▶ **Region annotation entries**
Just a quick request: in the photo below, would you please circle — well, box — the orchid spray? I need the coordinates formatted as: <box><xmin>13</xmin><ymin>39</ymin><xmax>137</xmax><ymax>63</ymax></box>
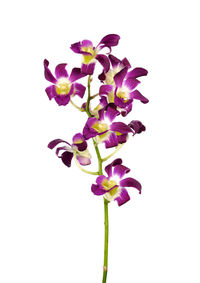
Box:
<box><xmin>44</xmin><ymin>34</ymin><xmax>148</xmax><ymax>283</ymax></box>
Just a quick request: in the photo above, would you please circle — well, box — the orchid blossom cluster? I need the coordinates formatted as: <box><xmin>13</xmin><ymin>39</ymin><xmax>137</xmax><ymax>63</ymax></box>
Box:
<box><xmin>44</xmin><ymin>34</ymin><xmax>148</xmax><ymax>282</ymax></box>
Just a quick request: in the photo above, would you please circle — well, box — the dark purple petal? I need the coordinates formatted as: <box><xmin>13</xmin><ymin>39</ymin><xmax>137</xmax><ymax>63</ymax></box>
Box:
<box><xmin>70</xmin><ymin>41</ymin><xmax>81</xmax><ymax>53</ymax></box>
<box><xmin>91</xmin><ymin>184</ymin><xmax>107</xmax><ymax>196</ymax></box>
<box><xmin>72</xmin><ymin>133</ymin><xmax>87</xmax><ymax>151</ymax></box>
<box><xmin>105</xmin><ymin>133</ymin><xmax>118</xmax><ymax>148</ymax></box>
<box><xmin>98</xmin><ymin>71</ymin><xmax>106</xmax><ymax>82</ymax></box>
<box><xmin>124</xmin><ymin>78</ymin><xmax>140</xmax><ymax>90</ymax></box>
<box><xmin>56</xmin><ymin>146</ymin><xmax>69</xmax><ymax>158</ymax></box>
<box><xmin>98</xmin><ymin>34</ymin><xmax>120</xmax><ymax>47</ymax></box>
<box><xmin>81</xmin><ymin>63</ymin><xmax>95</xmax><ymax>75</ymax></box>
<box><xmin>108</xmin><ymin>54</ymin><xmax>122</xmax><ymax>69</ymax></box>
<box><xmin>99</xmin><ymin>85</ymin><xmax>113</xmax><ymax>95</ymax></box>
<box><xmin>55</xmin><ymin>94</ymin><xmax>70</xmax><ymax>106</ymax></box>
<box><xmin>96</xmin><ymin>175</ymin><xmax>107</xmax><ymax>188</ymax></box>
<box><xmin>74</xmin><ymin>83</ymin><xmax>86</xmax><ymax>98</ymax></box>
<box><xmin>55</xmin><ymin>64</ymin><xmax>68</xmax><ymax>79</ymax></box>
<box><xmin>70</xmin><ymin>40</ymin><xmax>93</xmax><ymax>55</ymax></box>
<box><xmin>114</xmin><ymin>93</ymin><xmax>133</xmax><ymax>108</ymax></box>
<box><xmin>104</xmin><ymin>104</ymin><xmax>120</xmax><ymax>122</ymax></box>
<box><xmin>128</xmin><ymin>120</ymin><xmax>146</xmax><ymax>134</ymax></box>
<box><xmin>105</xmin><ymin>158</ymin><xmax>122</xmax><ymax>178</ymax></box>
<box><xmin>121</xmin><ymin>103</ymin><xmax>132</xmax><ymax>117</ymax></box>
<box><xmin>117</xmin><ymin>134</ymin><xmax>128</xmax><ymax>144</ymax></box>
<box><xmin>76</xmin><ymin>154</ymin><xmax>91</xmax><ymax>166</ymax></box>
<box><xmin>83</xmin><ymin>117</ymin><xmax>98</xmax><ymax>140</ymax></box>
<box><xmin>95</xmin><ymin>54</ymin><xmax>110</xmax><ymax>73</ymax></box>
<box><xmin>127</xmin><ymin>68</ymin><xmax>148</xmax><ymax>79</ymax></box>
<box><xmin>113</xmin><ymin>164</ymin><xmax>130</xmax><ymax>179</ymax></box>
<box><xmin>115</xmin><ymin>188</ymin><xmax>130</xmax><ymax>206</ymax></box>
<box><xmin>114</xmin><ymin>67</ymin><xmax>128</xmax><ymax>87</ymax></box>
<box><xmin>122</xmin><ymin>58</ymin><xmax>131</xmax><ymax>68</ymax></box>
<box><xmin>45</xmin><ymin>85</ymin><xmax>57</xmax><ymax>100</ymax></box>
<box><xmin>48</xmin><ymin>139</ymin><xmax>71</xmax><ymax>149</ymax></box>
<box><xmin>61</xmin><ymin>151</ymin><xmax>73</xmax><ymax>167</ymax></box>
<box><xmin>130</xmin><ymin>89</ymin><xmax>149</xmax><ymax>103</ymax></box>
<box><xmin>110</xmin><ymin>122</ymin><xmax>132</xmax><ymax>134</ymax></box>
<box><xmin>44</xmin><ymin>59</ymin><xmax>57</xmax><ymax>84</ymax></box>
<box><xmin>69</xmin><ymin>68</ymin><xmax>86</xmax><ymax>82</ymax></box>
<box><xmin>120</xmin><ymin>178</ymin><xmax>142</xmax><ymax>194</ymax></box>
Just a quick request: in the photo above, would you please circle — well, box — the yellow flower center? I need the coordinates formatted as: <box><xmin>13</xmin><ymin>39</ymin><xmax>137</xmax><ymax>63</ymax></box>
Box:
<box><xmin>92</xmin><ymin>122</ymin><xmax>109</xmax><ymax>133</ymax></box>
<box><xmin>117</xmin><ymin>88</ymin><xmax>129</xmax><ymax>102</ymax></box>
<box><xmin>81</xmin><ymin>46</ymin><xmax>96</xmax><ymax>65</ymax></box>
<box><xmin>56</xmin><ymin>78</ymin><xmax>71</xmax><ymax>95</ymax></box>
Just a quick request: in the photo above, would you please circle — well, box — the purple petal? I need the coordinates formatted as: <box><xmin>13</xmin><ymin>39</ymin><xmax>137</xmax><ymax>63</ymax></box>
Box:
<box><xmin>130</xmin><ymin>89</ymin><xmax>149</xmax><ymax>104</ymax></box>
<box><xmin>81</xmin><ymin>63</ymin><xmax>95</xmax><ymax>75</ymax></box>
<box><xmin>122</xmin><ymin>58</ymin><xmax>131</xmax><ymax>68</ymax></box>
<box><xmin>125</xmin><ymin>78</ymin><xmax>140</xmax><ymax>90</ymax></box>
<box><xmin>74</xmin><ymin>83</ymin><xmax>86</xmax><ymax>98</ymax></box>
<box><xmin>98</xmin><ymin>34</ymin><xmax>120</xmax><ymax>47</ymax></box>
<box><xmin>113</xmin><ymin>164</ymin><xmax>130</xmax><ymax>179</ymax></box>
<box><xmin>91</xmin><ymin>184</ymin><xmax>107</xmax><ymax>196</ymax></box>
<box><xmin>115</xmin><ymin>188</ymin><xmax>130</xmax><ymax>206</ymax></box>
<box><xmin>56</xmin><ymin>146</ymin><xmax>68</xmax><ymax>158</ymax></box>
<box><xmin>105</xmin><ymin>158</ymin><xmax>122</xmax><ymax>178</ymax></box>
<box><xmin>45</xmin><ymin>85</ymin><xmax>57</xmax><ymax>100</ymax></box>
<box><xmin>61</xmin><ymin>151</ymin><xmax>73</xmax><ymax>167</ymax></box>
<box><xmin>110</xmin><ymin>122</ymin><xmax>132</xmax><ymax>134</ymax></box>
<box><xmin>127</xmin><ymin>68</ymin><xmax>148</xmax><ymax>79</ymax></box>
<box><xmin>48</xmin><ymin>139</ymin><xmax>71</xmax><ymax>149</ymax></box>
<box><xmin>114</xmin><ymin>93</ymin><xmax>133</xmax><ymax>108</ymax></box>
<box><xmin>120</xmin><ymin>178</ymin><xmax>142</xmax><ymax>194</ymax></box>
<box><xmin>108</xmin><ymin>54</ymin><xmax>122</xmax><ymax>69</ymax></box>
<box><xmin>76</xmin><ymin>154</ymin><xmax>91</xmax><ymax>166</ymax></box>
<box><xmin>55</xmin><ymin>94</ymin><xmax>70</xmax><ymax>106</ymax></box>
<box><xmin>44</xmin><ymin>59</ymin><xmax>57</xmax><ymax>84</ymax></box>
<box><xmin>121</xmin><ymin>103</ymin><xmax>132</xmax><ymax>117</ymax></box>
<box><xmin>114</xmin><ymin>67</ymin><xmax>128</xmax><ymax>87</ymax></box>
<box><xmin>128</xmin><ymin>120</ymin><xmax>146</xmax><ymax>134</ymax></box>
<box><xmin>72</xmin><ymin>133</ymin><xmax>87</xmax><ymax>151</ymax></box>
<box><xmin>96</xmin><ymin>175</ymin><xmax>107</xmax><ymax>188</ymax></box>
<box><xmin>69</xmin><ymin>68</ymin><xmax>86</xmax><ymax>82</ymax></box>
<box><xmin>55</xmin><ymin>64</ymin><xmax>68</xmax><ymax>79</ymax></box>
<box><xmin>117</xmin><ymin>134</ymin><xmax>128</xmax><ymax>144</ymax></box>
<box><xmin>95</xmin><ymin>54</ymin><xmax>110</xmax><ymax>73</ymax></box>
<box><xmin>99</xmin><ymin>85</ymin><xmax>113</xmax><ymax>95</ymax></box>
<box><xmin>105</xmin><ymin>104</ymin><xmax>120</xmax><ymax>122</ymax></box>
<box><xmin>83</xmin><ymin>117</ymin><xmax>98</xmax><ymax>140</ymax></box>
<box><xmin>105</xmin><ymin>133</ymin><xmax>118</xmax><ymax>148</ymax></box>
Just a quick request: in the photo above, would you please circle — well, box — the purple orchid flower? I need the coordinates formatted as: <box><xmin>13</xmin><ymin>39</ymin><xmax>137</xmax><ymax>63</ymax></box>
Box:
<box><xmin>98</xmin><ymin>54</ymin><xmax>131</xmax><ymax>82</ymax></box>
<box><xmin>91</xmin><ymin>158</ymin><xmax>142</xmax><ymax>206</ymax></box>
<box><xmin>71</xmin><ymin>34</ymin><xmax>120</xmax><ymax>75</ymax></box>
<box><xmin>83</xmin><ymin>104</ymin><xmax>133</xmax><ymax>148</ymax></box>
<box><xmin>44</xmin><ymin>59</ymin><xmax>86</xmax><ymax>106</ymax></box>
<box><xmin>99</xmin><ymin>65</ymin><xmax>149</xmax><ymax>116</ymax></box>
<box><xmin>48</xmin><ymin>133</ymin><xmax>91</xmax><ymax>167</ymax></box>
<box><xmin>128</xmin><ymin>120</ymin><xmax>146</xmax><ymax>135</ymax></box>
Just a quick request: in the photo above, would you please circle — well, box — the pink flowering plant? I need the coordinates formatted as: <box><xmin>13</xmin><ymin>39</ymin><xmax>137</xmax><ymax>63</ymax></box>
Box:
<box><xmin>44</xmin><ymin>34</ymin><xmax>148</xmax><ymax>283</ymax></box>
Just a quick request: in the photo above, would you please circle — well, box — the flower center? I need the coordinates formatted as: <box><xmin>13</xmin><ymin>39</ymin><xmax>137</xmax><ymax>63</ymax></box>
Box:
<box><xmin>81</xmin><ymin>46</ymin><xmax>96</xmax><ymax>64</ymax></box>
<box><xmin>117</xmin><ymin>88</ymin><xmax>130</xmax><ymax>102</ymax></box>
<box><xmin>92</xmin><ymin>122</ymin><xmax>109</xmax><ymax>133</ymax></box>
<box><xmin>56</xmin><ymin>78</ymin><xmax>71</xmax><ymax>95</ymax></box>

▶ **Goal**
Everything from the line with "the pink flowering" through the last line of the material above should be echoed exactly, and nothing else.

▶ **Problem solution**
Just a quick request: in the photo above, would you please circle — well, box — the pink flowering plant? I need the coordinates formatted as: <box><xmin>13</xmin><ymin>39</ymin><xmax>137</xmax><ymax>63</ymax></box>
Box:
<box><xmin>44</xmin><ymin>34</ymin><xmax>148</xmax><ymax>283</ymax></box>
Just a quick request: in the photo above, would you please circle — well, box — the flower center? I need the coordinates formatted as: <box><xmin>13</xmin><ymin>39</ymin><xmax>137</xmax><ymax>63</ymax></box>
Box:
<box><xmin>81</xmin><ymin>46</ymin><xmax>96</xmax><ymax>64</ymax></box>
<box><xmin>117</xmin><ymin>88</ymin><xmax>130</xmax><ymax>102</ymax></box>
<box><xmin>92</xmin><ymin>122</ymin><xmax>109</xmax><ymax>133</ymax></box>
<box><xmin>56</xmin><ymin>78</ymin><xmax>71</xmax><ymax>95</ymax></box>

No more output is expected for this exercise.